— start LISTING —

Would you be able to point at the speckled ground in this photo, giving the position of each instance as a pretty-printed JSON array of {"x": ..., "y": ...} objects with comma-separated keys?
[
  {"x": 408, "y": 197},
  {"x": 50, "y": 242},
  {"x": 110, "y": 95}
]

— end LISTING —

Copy every line of the material above without changing anything.

Would you be able to point at the speckled ground in this photo, giving the position of each instance as a pretty-printed JSON array of {"x": ..., "y": ...} objects with comma-separated keys?
[
  {"x": 408, "y": 197},
  {"x": 50, "y": 242},
  {"x": 110, "y": 95}
]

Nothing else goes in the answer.